Starting at the line that contains "point: grass field" and ending at the line that contains "point: distant tree", the lines below are to be given again exactly, with nothing added.

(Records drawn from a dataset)

-- -- --

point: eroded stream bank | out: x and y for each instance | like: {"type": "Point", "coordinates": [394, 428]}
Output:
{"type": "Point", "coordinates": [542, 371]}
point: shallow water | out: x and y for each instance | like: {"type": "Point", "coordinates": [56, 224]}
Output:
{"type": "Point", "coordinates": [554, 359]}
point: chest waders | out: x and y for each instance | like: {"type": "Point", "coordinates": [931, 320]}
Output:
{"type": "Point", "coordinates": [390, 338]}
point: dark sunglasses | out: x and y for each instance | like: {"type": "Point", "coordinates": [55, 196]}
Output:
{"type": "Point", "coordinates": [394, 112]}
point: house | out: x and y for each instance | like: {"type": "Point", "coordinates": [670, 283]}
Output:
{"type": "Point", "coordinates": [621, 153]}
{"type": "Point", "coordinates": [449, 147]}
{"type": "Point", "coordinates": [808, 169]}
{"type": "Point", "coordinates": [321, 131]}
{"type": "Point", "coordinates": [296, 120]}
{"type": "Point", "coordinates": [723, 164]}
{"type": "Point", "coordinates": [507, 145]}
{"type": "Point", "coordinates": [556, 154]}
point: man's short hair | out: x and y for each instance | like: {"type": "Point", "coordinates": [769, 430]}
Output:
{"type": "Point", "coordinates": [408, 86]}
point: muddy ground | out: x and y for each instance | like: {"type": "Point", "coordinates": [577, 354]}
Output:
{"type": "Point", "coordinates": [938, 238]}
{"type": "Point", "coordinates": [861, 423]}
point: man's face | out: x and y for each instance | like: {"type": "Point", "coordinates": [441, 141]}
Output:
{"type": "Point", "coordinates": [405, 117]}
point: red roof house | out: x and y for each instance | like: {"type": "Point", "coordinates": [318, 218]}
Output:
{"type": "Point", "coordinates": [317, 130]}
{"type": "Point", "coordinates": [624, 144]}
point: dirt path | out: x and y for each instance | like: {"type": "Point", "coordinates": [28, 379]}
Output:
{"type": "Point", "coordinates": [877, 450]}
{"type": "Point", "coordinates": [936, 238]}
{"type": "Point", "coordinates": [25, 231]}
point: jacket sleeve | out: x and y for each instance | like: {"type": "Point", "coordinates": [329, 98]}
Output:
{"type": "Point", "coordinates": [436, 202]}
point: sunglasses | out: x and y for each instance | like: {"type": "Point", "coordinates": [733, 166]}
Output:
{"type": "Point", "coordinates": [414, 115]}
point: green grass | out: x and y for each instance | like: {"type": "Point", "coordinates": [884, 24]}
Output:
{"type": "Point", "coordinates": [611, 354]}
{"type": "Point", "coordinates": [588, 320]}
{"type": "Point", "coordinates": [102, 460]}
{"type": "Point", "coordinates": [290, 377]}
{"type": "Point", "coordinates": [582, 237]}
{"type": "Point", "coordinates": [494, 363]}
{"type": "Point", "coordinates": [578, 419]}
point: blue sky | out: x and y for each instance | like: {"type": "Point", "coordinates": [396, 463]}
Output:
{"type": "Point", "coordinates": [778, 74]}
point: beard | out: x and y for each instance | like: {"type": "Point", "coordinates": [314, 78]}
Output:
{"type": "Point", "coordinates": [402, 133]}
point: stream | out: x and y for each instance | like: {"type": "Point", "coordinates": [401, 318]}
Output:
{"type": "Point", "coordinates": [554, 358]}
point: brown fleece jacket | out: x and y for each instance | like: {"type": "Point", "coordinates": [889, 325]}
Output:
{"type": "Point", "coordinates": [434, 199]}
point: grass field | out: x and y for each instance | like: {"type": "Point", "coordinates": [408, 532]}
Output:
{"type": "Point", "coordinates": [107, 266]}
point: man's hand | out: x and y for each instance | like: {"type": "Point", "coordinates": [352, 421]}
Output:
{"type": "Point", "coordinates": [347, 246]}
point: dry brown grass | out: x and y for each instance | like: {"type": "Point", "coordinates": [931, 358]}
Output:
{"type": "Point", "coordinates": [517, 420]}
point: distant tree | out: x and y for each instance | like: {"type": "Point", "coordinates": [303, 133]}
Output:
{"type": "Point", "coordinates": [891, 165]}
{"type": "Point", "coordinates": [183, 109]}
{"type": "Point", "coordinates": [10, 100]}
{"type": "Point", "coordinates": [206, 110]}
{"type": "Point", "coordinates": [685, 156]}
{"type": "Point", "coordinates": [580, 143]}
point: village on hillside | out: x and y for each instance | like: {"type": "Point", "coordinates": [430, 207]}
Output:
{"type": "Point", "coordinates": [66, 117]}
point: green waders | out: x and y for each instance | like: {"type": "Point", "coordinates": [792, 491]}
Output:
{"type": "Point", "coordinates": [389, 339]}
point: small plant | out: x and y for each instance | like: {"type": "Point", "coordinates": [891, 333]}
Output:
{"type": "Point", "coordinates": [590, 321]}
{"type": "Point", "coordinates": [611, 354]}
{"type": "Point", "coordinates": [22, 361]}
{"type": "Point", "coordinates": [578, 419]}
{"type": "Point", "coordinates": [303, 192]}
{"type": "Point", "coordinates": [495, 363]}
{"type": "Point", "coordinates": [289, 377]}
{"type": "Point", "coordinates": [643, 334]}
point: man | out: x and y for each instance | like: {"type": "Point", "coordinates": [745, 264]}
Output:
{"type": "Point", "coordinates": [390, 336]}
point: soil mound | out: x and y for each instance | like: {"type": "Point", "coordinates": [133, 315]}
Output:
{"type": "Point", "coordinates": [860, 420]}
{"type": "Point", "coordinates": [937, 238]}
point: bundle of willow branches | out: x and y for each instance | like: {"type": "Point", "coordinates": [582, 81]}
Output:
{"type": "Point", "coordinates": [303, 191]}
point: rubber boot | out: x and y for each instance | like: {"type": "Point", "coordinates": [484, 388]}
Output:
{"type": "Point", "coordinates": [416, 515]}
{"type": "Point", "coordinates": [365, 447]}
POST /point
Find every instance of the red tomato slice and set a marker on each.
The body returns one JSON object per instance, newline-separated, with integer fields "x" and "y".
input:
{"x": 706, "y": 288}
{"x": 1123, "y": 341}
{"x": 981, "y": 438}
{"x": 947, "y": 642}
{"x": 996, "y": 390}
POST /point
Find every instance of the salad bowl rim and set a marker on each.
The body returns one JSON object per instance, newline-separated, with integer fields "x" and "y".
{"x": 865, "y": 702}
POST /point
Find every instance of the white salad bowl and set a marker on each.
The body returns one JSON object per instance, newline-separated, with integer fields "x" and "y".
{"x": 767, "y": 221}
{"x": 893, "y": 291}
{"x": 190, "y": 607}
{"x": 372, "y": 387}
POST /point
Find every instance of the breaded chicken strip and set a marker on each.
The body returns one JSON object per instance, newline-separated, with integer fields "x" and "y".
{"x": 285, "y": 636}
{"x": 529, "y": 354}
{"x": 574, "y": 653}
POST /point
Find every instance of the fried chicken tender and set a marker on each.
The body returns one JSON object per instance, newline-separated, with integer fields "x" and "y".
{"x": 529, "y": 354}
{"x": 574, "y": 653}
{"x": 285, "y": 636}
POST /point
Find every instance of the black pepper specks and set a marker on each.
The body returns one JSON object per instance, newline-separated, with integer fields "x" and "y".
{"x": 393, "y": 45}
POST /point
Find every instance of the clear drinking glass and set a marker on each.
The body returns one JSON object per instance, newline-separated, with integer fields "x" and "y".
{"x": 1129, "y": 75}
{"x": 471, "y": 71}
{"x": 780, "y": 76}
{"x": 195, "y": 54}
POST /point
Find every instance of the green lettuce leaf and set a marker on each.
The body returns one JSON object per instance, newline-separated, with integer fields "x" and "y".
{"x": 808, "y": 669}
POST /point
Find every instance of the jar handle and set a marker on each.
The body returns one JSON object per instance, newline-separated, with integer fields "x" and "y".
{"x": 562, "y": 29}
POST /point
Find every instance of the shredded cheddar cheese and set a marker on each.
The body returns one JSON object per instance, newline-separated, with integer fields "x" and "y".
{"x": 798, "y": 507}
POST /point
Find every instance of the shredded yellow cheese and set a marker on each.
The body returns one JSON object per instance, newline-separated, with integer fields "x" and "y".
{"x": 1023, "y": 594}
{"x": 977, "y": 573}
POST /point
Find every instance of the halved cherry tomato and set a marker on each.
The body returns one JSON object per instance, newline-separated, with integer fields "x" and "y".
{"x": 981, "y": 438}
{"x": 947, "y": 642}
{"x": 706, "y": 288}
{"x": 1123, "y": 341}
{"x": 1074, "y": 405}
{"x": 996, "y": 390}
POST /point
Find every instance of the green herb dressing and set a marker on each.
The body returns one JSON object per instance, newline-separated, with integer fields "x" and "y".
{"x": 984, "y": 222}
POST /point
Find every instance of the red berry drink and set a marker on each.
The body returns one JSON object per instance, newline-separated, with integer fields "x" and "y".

-- -- --

- [SOLUTION TO THE PROBLEM]:
point: grass field | out: x and y for each instance | like: {"type": "Point", "coordinates": [408, 532]}
Output:
{"type": "Point", "coordinates": [107, 266]}
point: man's hand | out: x and y for each instance | like: {"type": "Point", "coordinates": [352, 421]}
Output:
{"type": "Point", "coordinates": [347, 246]}
point: dry brown grass | out: x and y for each instance | like: {"type": "Point", "coordinates": [931, 358]}
Output:
{"type": "Point", "coordinates": [517, 420]}
point: distant tree | out: x and y for each instance | like: {"type": "Point", "coordinates": [303, 133]}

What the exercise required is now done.